### Task objective
From top to bottom, write out the listing exactly.

### Task data
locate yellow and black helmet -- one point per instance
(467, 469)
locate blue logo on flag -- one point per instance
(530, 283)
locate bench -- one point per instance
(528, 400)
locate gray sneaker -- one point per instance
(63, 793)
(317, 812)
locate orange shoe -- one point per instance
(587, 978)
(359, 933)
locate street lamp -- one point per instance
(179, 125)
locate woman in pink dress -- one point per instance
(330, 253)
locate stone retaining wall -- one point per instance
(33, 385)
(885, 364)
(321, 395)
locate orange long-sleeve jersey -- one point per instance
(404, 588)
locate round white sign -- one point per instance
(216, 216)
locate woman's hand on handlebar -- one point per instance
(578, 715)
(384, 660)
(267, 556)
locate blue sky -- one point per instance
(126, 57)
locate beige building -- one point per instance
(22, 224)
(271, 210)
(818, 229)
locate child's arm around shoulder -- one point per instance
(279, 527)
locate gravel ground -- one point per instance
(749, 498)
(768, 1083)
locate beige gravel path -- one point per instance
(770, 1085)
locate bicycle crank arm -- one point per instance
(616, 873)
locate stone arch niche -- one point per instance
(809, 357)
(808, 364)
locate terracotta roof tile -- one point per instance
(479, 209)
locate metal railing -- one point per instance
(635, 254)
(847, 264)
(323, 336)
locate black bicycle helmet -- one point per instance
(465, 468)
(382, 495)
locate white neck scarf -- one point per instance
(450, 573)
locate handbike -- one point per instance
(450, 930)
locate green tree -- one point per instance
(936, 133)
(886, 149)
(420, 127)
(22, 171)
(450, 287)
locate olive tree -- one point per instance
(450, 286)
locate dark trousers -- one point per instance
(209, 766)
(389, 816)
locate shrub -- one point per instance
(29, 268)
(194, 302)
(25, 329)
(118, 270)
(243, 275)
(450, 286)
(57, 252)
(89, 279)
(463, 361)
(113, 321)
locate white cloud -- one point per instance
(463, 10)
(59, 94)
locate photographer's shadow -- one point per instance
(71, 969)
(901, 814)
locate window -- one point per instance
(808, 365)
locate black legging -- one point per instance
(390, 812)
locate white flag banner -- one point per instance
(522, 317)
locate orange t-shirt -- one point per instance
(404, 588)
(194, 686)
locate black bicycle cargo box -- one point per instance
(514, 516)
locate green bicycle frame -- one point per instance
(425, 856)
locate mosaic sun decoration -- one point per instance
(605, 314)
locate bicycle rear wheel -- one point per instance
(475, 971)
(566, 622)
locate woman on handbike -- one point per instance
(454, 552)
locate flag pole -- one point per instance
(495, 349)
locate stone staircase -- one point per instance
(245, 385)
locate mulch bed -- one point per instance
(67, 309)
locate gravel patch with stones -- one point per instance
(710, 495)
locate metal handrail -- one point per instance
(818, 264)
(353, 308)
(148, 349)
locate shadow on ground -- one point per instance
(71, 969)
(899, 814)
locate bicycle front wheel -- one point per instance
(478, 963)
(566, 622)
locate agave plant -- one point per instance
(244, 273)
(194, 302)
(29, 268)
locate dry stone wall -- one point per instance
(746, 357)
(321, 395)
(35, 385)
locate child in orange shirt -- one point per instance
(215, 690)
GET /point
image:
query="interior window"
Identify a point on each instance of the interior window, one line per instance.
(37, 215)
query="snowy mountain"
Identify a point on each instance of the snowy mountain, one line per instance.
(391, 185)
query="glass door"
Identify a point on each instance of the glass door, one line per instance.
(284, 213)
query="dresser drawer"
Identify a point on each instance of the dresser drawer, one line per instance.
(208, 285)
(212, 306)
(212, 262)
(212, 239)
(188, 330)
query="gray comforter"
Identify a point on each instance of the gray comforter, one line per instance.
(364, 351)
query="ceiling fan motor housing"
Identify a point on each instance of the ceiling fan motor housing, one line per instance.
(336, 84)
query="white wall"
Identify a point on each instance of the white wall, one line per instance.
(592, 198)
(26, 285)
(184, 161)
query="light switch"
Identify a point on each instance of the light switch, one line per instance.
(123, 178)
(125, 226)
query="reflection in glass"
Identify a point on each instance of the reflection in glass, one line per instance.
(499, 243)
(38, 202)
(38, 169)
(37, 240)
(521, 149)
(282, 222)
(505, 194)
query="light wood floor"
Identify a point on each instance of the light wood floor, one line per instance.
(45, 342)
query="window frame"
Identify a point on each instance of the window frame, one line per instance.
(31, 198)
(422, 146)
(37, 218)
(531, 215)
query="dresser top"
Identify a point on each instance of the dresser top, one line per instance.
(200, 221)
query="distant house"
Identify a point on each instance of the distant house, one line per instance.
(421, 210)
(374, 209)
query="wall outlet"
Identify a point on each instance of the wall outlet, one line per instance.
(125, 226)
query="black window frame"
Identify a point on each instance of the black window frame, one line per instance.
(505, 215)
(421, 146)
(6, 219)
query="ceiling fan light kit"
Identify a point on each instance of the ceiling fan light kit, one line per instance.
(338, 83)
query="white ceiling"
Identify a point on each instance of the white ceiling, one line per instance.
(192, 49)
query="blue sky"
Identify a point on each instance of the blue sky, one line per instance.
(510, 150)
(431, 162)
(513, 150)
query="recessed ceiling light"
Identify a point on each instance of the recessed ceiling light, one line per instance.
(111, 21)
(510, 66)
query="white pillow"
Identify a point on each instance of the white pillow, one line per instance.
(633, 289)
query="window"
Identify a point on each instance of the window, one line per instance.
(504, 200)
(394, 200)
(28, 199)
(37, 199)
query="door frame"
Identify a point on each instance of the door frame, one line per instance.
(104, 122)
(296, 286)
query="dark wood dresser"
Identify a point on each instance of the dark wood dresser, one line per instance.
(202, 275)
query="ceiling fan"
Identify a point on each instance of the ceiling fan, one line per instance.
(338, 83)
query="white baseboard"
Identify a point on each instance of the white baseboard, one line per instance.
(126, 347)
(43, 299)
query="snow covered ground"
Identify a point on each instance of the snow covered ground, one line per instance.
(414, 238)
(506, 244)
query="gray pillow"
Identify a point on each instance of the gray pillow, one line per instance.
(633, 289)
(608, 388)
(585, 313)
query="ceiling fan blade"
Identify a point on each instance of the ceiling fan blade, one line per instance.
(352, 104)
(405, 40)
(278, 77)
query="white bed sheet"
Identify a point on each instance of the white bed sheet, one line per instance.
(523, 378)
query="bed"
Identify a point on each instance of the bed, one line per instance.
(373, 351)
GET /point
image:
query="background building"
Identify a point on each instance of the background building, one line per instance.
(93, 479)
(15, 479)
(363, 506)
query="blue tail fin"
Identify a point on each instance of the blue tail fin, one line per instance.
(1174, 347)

### Written answer
locate yellow and black helmet -- one point per instance
(467, 469)
locate blue logo on flag -- one point per instance
(530, 283)
locate bench -- one point per instance
(528, 400)
locate gray sneaker -- one point per instance
(63, 793)
(317, 812)
locate orange shoe -- one point per instance
(587, 978)
(359, 933)
locate street lamp -- one point per instance
(179, 125)
locate woman in pink dress -- one point per instance
(330, 253)
locate stone retaining wall -- one point per instance
(33, 385)
(885, 364)
(321, 395)
locate orange long-sleeve jersey -- one point per instance
(404, 588)
locate round white sign -- one point per instance
(216, 216)
locate woman's hand on handlebar -- one point per instance
(578, 715)
(384, 660)
(267, 556)
locate blue sky -- one point per instance
(126, 57)
locate beige building -- one point per instance
(22, 224)
(271, 210)
(818, 229)
locate child's arm around shoulder -- one point per instance
(279, 527)
locate gravel ground -- one point per instance
(749, 498)
(768, 1083)
locate beige gravel path -- one point per instance
(770, 1085)
locate bicycle crank arm -- one point per instance
(616, 873)
locate stone arch niche -- one point per instance
(809, 357)
(808, 364)
locate terracotta roof tile -- one point per instance
(479, 209)
locate metal railing -- one point per instance
(635, 254)
(847, 264)
(323, 336)
locate black bicycle helmet -- one point per instance
(465, 468)
(382, 495)
locate white neck scarf -- one point per instance
(450, 573)
locate handbike -- one point per instance
(450, 930)
locate green tree -- one point per instance
(936, 133)
(886, 149)
(420, 127)
(22, 171)
(450, 287)
locate olive tree -- one point per instance
(450, 286)
locate dark trousers -- one point per instance
(209, 766)
(389, 816)
locate shrub -- one point per instance
(29, 268)
(194, 302)
(25, 329)
(118, 270)
(243, 275)
(450, 286)
(57, 252)
(89, 279)
(463, 361)
(113, 321)
locate white cloud -- one point per instance
(463, 10)
(59, 94)
locate photographer's shadow -- one point per instance
(71, 969)
(901, 814)
locate window -- one point per instance
(808, 365)
locate black legging -- one point per instance
(390, 812)
locate white flag banner -- one point per instance
(522, 317)
locate orange t-shirt -- one point per instance
(404, 588)
(194, 686)
locate black bicycle cargo box -- one point per instance
(514, 516)
locate green bicycle frame -- one point per instance
(425, 856)
locate mosaic sun decoration -- one point per instance
(605, 314)
locate bicycle rear wheel -- one point per instance
(475, 971)
(566, 622)
locate woman on handbike -- one point per instance
(454, 552)
locate flag pole -- one point per instance
(495, 349)
locate stone staircase -- one point per instance
(245, 385)
locate mulch bed -- one point per instance
(67, 309)
locate gravel patch with stones -- one point per instance
(710, 495)
locate metal handrail -- one point per instance
(818, 264)
(353, 308)
(148, 349)
locate shadow on ground -- one point per instance
(71, 969)
(899, 814)
locate bicycle front wheel -- one point per instance
(478, 963)
(566, 622)
locate agave plant -- one point per instance
(244, 273)
(194, 302)
(29, 268)
locate dry stone wall -- one point per instance
(746, 357)
(321, 395)
(35, 385)
locate child in orange shirt -- one point per instance
(215, 690)
GET /point
image:
query="interior window"
Identify a point on each instance of the interior window, one line per instance.
(37, 215)
query="snowy mountain"
Identify a point on each instance of the snowy mountain, one line per instance.
(391, 185)
query="glass door"
Identify a point on each instance of the glass door, one line per instance.
(284, 213)
query="dresser drawer"
Identify a point on each instance of the dresser drawer, one line per instance.
(208, 285)
(212, 306)
(212, 262)
(212, 239)
(188, 330)
query="gray comforter"
Identify a point on each instance of the gray comforter, one line per instance.
(364, 351)
query="ceiling fan motor housing"
Identify a point on each instance of the ceiling fan motor housing, one line per instance.
(336, 84)
query="white wall"
Identify a point on each instance of the white wall, one line per instance.
(592, 198)
(26, 285)
(184, 161)
query="light switch"
Identify a point on each instance of the light switch, one line per instance.
(123, 178)
(125, 226)
query="reflection in glass"
Identify a point on each instance of the reflection in glass, one line per instance.
(499, 243)
(38, 202)
(38, 169)
(37, 240)
(521, 149)
(282, 222)
(505, 194)
query="light wood floor"
Identify a point on each instance of the light wood floor, one line per instance.
(45, 342)
query="window frame"
Identify a point on each instance of the window frame, one line per instance.
(31, 198)
(422, 146)
(37, 218)
(531, 215)
query="dresser top"
Identify a point on each instance of the dresser top, one line per instance.
(200, 221)
query="distant house"
Identify a point on each instance of the distant house, one line per instance.
(421, 210)
(374, 209)
query="wall outlet"
Identify a point on each instance of the wall outlet, one line per instance.
(125, 226)
query="black window frame"
Identify a point on each instance of the black window frame, one line per instance.
(505, 215)
(421, 146)
(6, 219)
query="ceiling fan light kit"
Identify a point on each instance of the ceiling fan light kit, one line per instance.
(338, 83)
query="white ceiling"
Identify a point on each instance of the white ceiling, one line per instance.
(192, 49)
query="blue sky"
Identify a point on each instance of the blue sky, one line per instance.
(510, 150)
(431, 162)
(513, 150)
query="recessed ceiling light"
Identify a point on each instance of the recessed ceiling light, one line per instance.
(111, 21)
(510, 66)
query="white pillow"
Identify a point on each instance of the white pillow, one line per instance.
(633, 289)
query="window"
Identify a point on each instance of the window, one line per instance.
(504, 200)
(394, 200)
(28, 199)
(37, 199)
query="door frame"
Identify a point on each instance of the door frame, one line per instance.
(104, 122)
(296, 286)
query="dark wood dresser"
Identify a point on each instance of the dark wood dresser, one line per instance.
(202, 275)
query="ceiling fan"
Identify a point on each instance of the ceiling fan, one line per instance.
(338, 83)
query="white baseboard"
Identify a point on each instance of the white baseboard, one line per instance.
(126, 347)
(43, 299)
query="snow covered ground"
Identify a point on each instance of the snow covered ground, one line per instance.
(414, 238)
(506, 244)
query="gray pillow"
Identify a point on each instance of the gray pillow, one line per instance.
(633, 289)
(608, 388)
(585, 313)
query="ceiling fan blade"
Identify a point on each instance of the ceiling fan blade, one line per instance.
(352, 104)
(405, 40)
(278, 77)
query="white bed sheet"
Identify a point on each instance of the white bed sheet, one line per instance.
(523, 378)
query="bed"
Identify a point on each instance of the bed, one line per instance.
(373, 351)
GET /point
image:
query="background building"
Identify a point on each instance of the background building, one line per instance.
(93, 479)
(15, 479)
(363, 506)
query="blue tail fin"
Identify a point on each instance of the blue tail fin, one line per instance.
(1174, 347)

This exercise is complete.